PROBLEM 1:
In the dialogue about gallbladder surgery, what reason does Mrs. Chole give for having her gallbladder out at Christmas? Answer in one to three sentences.
PROBLEM 2:
In the dialogue about gallbladder surgery, what does Mrs. Chole say she has to prove that she had the surgery?
PROBLEM 3:
For each statement below, state whether it agrees with the dialogue about gallbladder surgery, and quote the exact words from the dialogue that decide it.
(a) Dr. Grumpy concludes that only Mr. Chole had his gallbladder out.
(b) Mr. Chole reports having other surgeries besides the gallbladder removal.
(c) Mrs. Chole thought Mr. Chole missed her sister's wedding because of a business trip.

EXCERPT PROVIDED:
● ● ●
Dr. Grumpy: "Have you had any surgeries?"
Mr. Chole: "I had my gallbladder out."
Mrs. Chole: "Wait, I thought I was the one that had my gallbladder out?"
Mr. Chole: "No, it was definitely me. Remember? I had to miss your sister's wedding?"
Mrs. Chole: "Like you regretted that, anyway. But I thought that was for a business trip, and I had my gallbladder out at Christmas that year because your mother cooked that horribly greasy turkey and made me sick."
Mr. Chole: "At least she could cook. I'm pretty sure I'm the one that had it out, though."
Mrs. Chole: "No, it was me. I have the scar to prove it. See?"
(pulls up her shirt)
Mr. Chole: "Let's ask the doctor. Dr. Grumpy, which of us had our gallbladder out?"
(pulls up his shirt)
Dr. Grumpy: "Uh, I'd say you both did. Can you please put your shirts down?"
(they both pull their shirts down)
Mr. Chole: "Anyway, besides that, I didn't have any other surgeries."
Mrs. Chole: "Your mother still couldn't cook."
6 comments:
Well you know that's a happy marriage when they each share the others surgeries and can complaint about mothers and cooking and it doesn't come to blows. Cute story.
Obviously inspired by the photo of LBJ in the mid-60s after he had his gallbladder out. He pulled up his shirt and showed God and everybody the scar. I never felt quite the same about Life magazine after that.
Hehe.
Togetherness of Covid 19 produces passive aggressive competitive behaviors. I had 2 , 28 year olds without a pot to pee in insisting that the needed a pre nup before they walk down the aisle next month. When I suggested that they did not they said I was trying to break them up, so I guess they will feel better by my getting paid a fee, I know I will.
It's cute to see an older couple whose love language is bickering.
Thank God it wasn't hemorrhoid surgery.
● ● ●
AVAILABLE DATA:
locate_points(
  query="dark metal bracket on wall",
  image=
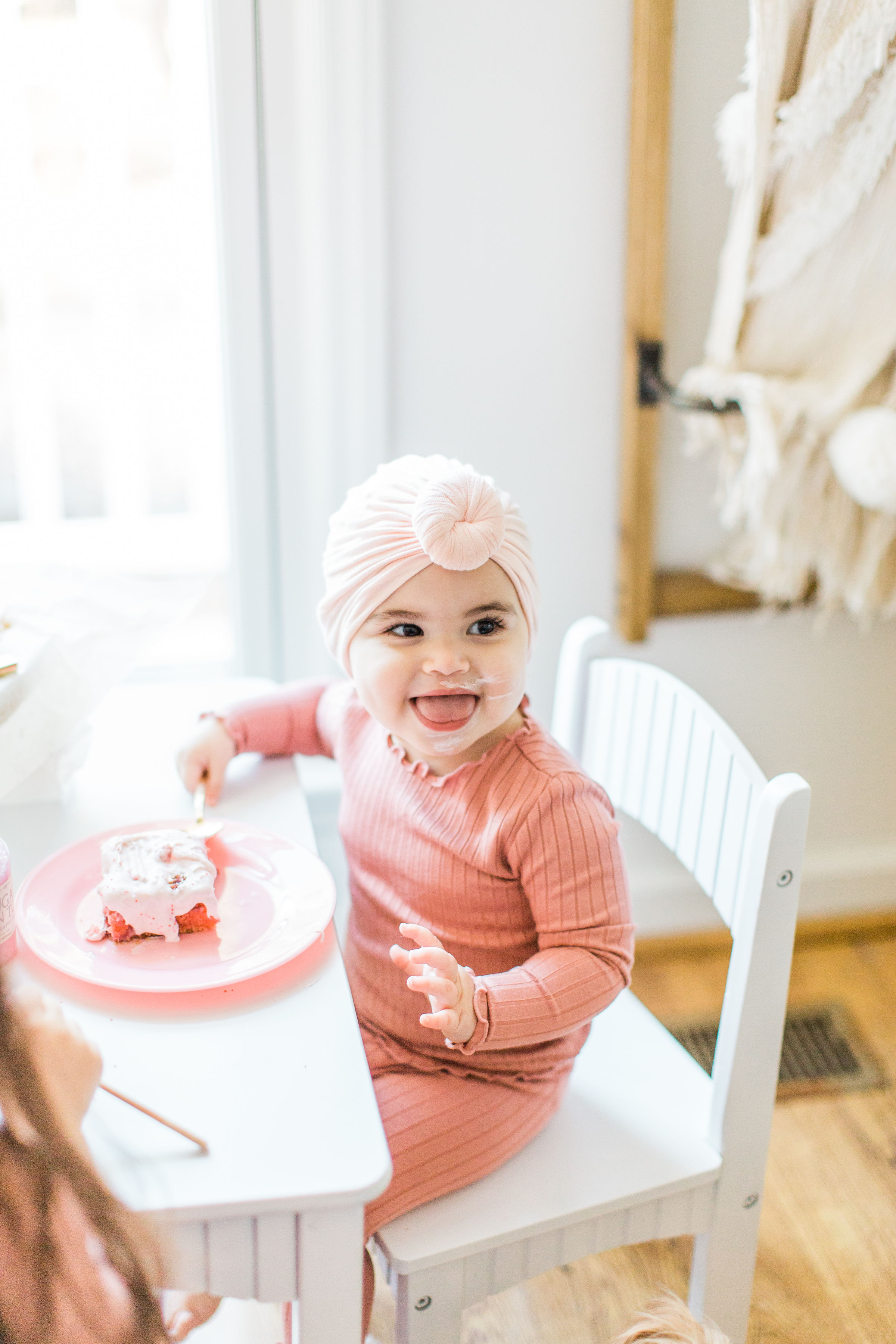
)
● ● ●
PROBLEM SOLUTION 1:
Mrs. Chole says she had her gallbladder out at Christmas because Mr. Chole's mother cooked a "horribly greasy turkey" that made her sick.

PROBLEM SOLUTION 2:
She says she has the scar to prove it.

PROBLEM SOLUTION 3:
(a) No: "Uh, I'd say you both did."
(b) No: "Anyway, besides that, I didn't have any other surgeries."
(c) Yes: "But I thought that was for a business trip"